## Text section
§ §
# Lets make it a thousand!



## Digital_Gary (Sep 18, 2003)

Since I'm sitting at 999 I thought I'd start my own thread to make it 1000.

Been a while and there are many new members on board. So, lets hear from the fish keepers? Whatcha got and how many tanks?

I'm current running 3 although I will need a 4th very soon. 

65 Gal - Blue Jack Dempsey, 6 Congo tetras, 7 lemon tetras, 1 Sailfin Pl*co and 2 Clown Pl*co's. 

33 Gal - Currently has 5 Sword Tails and 6 Thorichthys Sp. although I'm not 100% sure which species they are. They were sold as T. Ellioti but I am thinkning they are actually T. Sp (Mixteco Blue). I just noticed last night that 2 of them have paired up and laid eggs. Very surprising since they are only 1.25"

10 Gal - has a pair of Honduran Red Points and their fry. There is still about 30 babies or so left. The babies are 2 weeks old. The parents were going to go into my 33 Gal but now that there is a spawning pair in there, I need to do some shuffling to see who is going to work best where.

Here are some pics...

Blue JD









Thorichthys

















Honduran Red Points with fry


----------



## guytoronto (Jun 25, 2005)

I have two cats. They are drooling looking at those images.


----------



## MACSPECTRUM (Oct 31, 2002)

my cat is very well fed and didn't bother with those images


----------



## MacDoc (Nov 3, 2001)

Since one of Gary's BIG cats keeps my tank sparkling gotta show it off.
90 gallon - 










Keeps clients occupied. 

Prize fish - a very fat and sassy Fire Eel who begs like a puppy, about 50% fatter and longer than this guy.










Delightful fish in a community tank.
§ §
## Dataset entries
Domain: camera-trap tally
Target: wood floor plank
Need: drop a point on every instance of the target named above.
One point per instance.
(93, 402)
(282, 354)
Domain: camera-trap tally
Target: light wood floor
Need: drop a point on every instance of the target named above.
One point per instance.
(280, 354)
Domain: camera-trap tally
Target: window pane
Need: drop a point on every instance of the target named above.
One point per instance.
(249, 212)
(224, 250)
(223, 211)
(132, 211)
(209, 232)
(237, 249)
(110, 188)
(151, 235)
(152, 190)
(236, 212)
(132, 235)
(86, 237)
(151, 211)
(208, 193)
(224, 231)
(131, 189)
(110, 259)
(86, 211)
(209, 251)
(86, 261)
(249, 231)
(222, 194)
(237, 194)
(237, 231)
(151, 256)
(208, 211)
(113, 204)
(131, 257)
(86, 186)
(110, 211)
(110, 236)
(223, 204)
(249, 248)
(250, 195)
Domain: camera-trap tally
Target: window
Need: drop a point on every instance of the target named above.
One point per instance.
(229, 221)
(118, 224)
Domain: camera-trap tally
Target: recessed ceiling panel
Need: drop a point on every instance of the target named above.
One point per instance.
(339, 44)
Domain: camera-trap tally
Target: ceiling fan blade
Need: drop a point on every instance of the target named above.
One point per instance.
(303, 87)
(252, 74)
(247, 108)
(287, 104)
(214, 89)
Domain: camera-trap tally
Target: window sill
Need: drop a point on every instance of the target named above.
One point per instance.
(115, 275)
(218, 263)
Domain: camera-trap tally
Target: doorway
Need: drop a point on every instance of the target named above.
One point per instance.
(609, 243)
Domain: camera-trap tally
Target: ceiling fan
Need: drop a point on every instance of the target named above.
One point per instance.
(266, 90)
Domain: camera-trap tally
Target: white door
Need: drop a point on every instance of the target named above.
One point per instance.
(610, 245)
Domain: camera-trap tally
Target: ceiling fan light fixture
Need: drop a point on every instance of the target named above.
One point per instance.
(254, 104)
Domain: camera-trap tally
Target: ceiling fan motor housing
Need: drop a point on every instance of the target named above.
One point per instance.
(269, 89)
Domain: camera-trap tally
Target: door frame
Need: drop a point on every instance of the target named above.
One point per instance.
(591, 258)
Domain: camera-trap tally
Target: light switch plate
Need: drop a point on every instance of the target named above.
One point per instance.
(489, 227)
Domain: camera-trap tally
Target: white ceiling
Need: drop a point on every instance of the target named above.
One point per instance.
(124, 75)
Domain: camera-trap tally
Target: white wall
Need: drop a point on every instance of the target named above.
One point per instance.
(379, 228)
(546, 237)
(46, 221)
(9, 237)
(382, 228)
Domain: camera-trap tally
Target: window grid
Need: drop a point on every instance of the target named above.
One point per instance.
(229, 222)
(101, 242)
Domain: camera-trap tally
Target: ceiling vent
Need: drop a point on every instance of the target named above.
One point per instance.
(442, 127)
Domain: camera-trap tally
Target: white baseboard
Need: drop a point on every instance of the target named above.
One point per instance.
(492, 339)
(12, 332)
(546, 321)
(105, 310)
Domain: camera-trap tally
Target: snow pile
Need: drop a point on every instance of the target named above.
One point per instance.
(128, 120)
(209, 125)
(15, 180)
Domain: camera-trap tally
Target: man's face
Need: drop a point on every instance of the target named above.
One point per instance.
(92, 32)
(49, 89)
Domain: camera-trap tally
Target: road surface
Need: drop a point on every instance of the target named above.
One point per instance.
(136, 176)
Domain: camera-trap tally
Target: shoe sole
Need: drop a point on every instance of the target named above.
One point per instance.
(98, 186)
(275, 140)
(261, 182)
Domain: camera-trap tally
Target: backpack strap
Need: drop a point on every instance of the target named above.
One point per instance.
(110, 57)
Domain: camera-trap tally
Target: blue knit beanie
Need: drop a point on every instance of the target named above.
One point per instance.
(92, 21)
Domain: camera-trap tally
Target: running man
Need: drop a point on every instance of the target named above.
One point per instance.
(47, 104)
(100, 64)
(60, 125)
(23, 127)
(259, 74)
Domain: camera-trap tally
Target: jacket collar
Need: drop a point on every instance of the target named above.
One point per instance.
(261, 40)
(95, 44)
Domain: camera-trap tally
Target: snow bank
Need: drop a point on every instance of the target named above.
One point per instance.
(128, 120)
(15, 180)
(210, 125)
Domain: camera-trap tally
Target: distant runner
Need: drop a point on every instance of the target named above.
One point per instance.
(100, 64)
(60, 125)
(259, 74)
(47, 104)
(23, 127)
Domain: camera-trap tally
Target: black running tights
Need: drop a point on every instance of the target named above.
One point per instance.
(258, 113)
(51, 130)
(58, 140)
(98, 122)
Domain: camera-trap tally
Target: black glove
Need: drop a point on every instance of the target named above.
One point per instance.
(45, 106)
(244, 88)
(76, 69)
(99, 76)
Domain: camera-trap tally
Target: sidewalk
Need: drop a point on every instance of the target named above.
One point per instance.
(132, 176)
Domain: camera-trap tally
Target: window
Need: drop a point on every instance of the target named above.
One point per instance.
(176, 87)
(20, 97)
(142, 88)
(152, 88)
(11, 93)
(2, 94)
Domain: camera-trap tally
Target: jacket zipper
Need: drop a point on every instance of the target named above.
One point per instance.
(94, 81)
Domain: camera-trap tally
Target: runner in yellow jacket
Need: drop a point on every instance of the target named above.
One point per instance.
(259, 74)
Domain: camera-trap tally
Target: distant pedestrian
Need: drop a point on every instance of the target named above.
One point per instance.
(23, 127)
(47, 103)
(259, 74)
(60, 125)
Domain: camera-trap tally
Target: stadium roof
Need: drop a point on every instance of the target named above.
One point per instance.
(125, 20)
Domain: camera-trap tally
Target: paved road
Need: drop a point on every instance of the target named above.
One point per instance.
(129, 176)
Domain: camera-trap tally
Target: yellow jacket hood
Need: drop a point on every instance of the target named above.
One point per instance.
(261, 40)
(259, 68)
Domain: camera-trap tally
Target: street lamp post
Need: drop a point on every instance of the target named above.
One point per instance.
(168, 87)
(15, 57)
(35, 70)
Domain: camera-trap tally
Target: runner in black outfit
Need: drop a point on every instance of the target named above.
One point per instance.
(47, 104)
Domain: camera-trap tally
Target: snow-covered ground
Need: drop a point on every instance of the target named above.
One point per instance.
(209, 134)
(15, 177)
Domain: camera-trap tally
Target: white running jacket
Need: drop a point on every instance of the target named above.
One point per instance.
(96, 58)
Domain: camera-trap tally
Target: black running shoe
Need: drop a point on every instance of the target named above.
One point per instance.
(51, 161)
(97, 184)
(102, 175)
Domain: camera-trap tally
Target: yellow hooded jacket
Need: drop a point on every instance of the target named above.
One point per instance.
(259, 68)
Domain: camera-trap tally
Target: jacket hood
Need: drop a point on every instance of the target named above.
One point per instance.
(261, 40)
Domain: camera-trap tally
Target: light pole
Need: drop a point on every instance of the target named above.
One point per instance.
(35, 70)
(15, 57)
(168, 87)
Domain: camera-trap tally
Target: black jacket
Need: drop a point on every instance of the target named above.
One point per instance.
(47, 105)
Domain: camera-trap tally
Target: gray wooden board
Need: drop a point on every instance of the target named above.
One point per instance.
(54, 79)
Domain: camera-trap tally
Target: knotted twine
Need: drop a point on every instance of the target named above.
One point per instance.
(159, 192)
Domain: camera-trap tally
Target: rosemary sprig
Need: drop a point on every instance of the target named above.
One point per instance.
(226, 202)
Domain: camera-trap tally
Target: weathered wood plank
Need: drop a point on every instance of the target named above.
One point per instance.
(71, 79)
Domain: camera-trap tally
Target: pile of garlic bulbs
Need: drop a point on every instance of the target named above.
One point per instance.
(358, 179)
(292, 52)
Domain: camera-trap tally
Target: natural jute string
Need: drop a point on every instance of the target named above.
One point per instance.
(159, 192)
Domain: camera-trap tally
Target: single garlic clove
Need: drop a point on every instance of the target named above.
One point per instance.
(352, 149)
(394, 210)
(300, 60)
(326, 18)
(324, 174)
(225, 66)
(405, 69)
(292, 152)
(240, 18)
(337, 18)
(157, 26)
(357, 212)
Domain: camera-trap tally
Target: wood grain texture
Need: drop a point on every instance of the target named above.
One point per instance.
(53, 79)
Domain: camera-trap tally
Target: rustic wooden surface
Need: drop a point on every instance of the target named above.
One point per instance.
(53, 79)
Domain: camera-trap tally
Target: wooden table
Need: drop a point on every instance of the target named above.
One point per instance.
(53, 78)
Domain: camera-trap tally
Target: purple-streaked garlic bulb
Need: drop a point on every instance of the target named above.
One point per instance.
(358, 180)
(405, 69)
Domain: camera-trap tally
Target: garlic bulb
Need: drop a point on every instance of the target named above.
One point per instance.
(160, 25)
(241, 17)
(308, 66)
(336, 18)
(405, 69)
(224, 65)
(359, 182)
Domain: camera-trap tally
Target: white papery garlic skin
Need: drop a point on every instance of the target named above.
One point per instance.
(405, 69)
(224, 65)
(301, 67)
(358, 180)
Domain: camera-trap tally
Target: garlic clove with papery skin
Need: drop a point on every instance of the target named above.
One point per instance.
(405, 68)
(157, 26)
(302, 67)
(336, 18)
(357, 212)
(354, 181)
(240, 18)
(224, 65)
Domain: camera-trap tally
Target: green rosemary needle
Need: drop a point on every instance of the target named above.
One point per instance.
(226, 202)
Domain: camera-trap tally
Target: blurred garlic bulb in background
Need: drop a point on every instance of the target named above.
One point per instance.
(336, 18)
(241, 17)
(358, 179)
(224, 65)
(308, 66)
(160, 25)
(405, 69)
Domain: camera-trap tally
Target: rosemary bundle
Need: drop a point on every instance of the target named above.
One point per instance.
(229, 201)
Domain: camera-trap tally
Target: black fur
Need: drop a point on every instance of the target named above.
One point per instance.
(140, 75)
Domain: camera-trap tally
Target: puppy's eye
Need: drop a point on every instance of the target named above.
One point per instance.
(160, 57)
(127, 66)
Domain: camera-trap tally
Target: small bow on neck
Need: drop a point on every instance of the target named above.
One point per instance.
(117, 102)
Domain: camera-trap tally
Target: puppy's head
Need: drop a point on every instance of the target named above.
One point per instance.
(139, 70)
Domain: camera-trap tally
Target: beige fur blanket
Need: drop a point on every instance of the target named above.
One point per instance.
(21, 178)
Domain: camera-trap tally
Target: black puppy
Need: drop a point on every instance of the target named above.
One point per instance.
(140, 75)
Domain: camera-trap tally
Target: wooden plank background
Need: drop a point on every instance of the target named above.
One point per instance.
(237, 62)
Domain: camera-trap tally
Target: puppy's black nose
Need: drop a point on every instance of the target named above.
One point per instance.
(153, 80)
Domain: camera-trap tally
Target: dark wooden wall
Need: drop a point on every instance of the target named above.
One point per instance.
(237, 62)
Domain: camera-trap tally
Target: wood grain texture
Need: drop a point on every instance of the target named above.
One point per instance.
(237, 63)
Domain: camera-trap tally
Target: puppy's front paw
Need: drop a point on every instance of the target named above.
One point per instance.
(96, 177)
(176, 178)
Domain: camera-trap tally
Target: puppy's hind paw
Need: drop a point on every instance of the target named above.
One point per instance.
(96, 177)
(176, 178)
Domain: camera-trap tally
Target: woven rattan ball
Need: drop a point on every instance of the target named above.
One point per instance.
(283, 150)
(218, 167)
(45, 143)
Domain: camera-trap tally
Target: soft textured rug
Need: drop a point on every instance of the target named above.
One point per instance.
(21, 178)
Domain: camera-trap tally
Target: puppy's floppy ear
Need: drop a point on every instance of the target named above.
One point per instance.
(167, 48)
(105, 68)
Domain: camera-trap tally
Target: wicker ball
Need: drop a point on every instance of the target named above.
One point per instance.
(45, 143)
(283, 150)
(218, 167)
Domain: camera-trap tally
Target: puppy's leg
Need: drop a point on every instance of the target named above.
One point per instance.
§ §
## Exercise requirements
- A) Answer these questions from the fish-tank thread:
(i) How many Congo tetras are in the 65 gallon tank?
(ii) How old are the Honduran Red Point babies?
(iii) What tank size is given in the post that names a Fire Eel as its prize fish?
- B) Transcribe the part of the fish-tank thread starting at "# Lets make" and ending at "how many tanks?".

## Solutions
- A)
(i) 6
(ii) 2 weeks old
(iii) 90 gallon

- B)
# Lets make it a thousand!



## Digital_Gary (Sep 18, 2003)

Since I'm sitting at 999 I thought I'd start my own thread to make it 1000.

Been a while and there are many new members on board. So, lets hear from the fish keepers? Whatcha got and how many tanks?